— ENTRIES SHOWN —
########

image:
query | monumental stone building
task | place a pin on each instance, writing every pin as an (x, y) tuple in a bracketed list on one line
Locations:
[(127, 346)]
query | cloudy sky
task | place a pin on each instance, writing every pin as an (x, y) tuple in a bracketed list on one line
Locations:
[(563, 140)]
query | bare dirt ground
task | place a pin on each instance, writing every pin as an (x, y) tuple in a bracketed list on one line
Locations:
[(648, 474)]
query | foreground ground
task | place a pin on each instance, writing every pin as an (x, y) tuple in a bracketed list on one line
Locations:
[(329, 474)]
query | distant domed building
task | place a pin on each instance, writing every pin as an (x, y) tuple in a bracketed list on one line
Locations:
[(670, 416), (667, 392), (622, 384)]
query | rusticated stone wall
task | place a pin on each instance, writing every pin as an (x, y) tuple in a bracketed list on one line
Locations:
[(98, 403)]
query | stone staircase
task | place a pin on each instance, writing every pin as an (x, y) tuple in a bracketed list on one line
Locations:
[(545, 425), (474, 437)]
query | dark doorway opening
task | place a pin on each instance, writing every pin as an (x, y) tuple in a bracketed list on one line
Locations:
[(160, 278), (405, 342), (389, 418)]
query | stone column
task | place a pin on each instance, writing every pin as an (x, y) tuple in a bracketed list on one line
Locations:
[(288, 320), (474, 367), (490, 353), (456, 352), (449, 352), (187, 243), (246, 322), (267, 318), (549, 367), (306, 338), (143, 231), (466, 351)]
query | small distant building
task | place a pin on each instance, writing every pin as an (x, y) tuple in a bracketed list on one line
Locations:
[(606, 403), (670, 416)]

########

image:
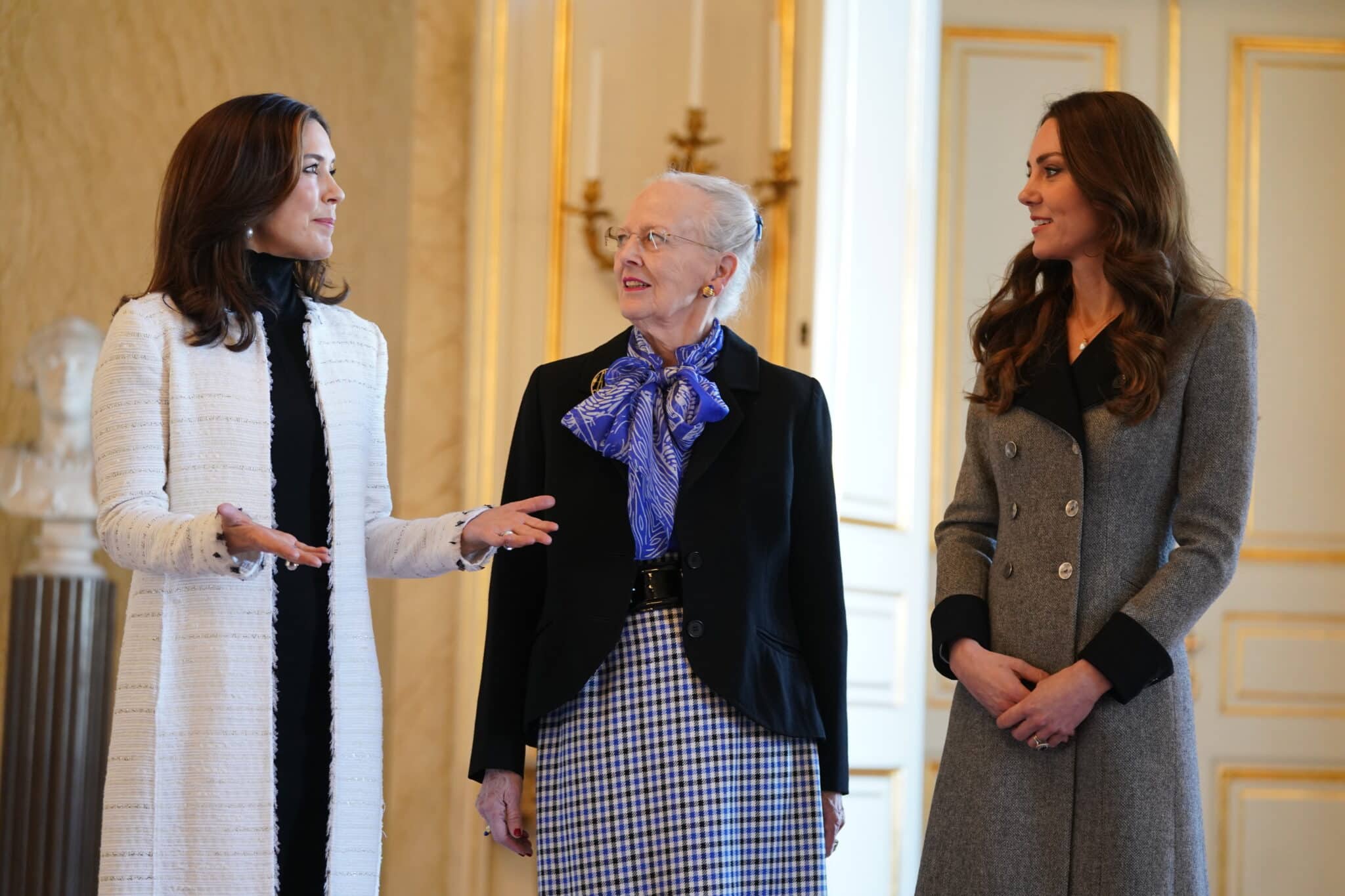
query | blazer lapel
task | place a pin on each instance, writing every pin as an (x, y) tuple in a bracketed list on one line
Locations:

########

— DIRECTIONS —
Could you render the listing as a numbered list, starting with the line that contains "query | stone staircase" and going on through the line that contains "[(545, 425), (474, 437)]", with any blank lines left out?

— EXERCISE RESULT —
1. query | stone staircase
2. task | place a pin on each instance, writing every pin as an (x, y) tuple in a bracketed list on one line
3. Locations:
4. [(545, 425), (474, 437)]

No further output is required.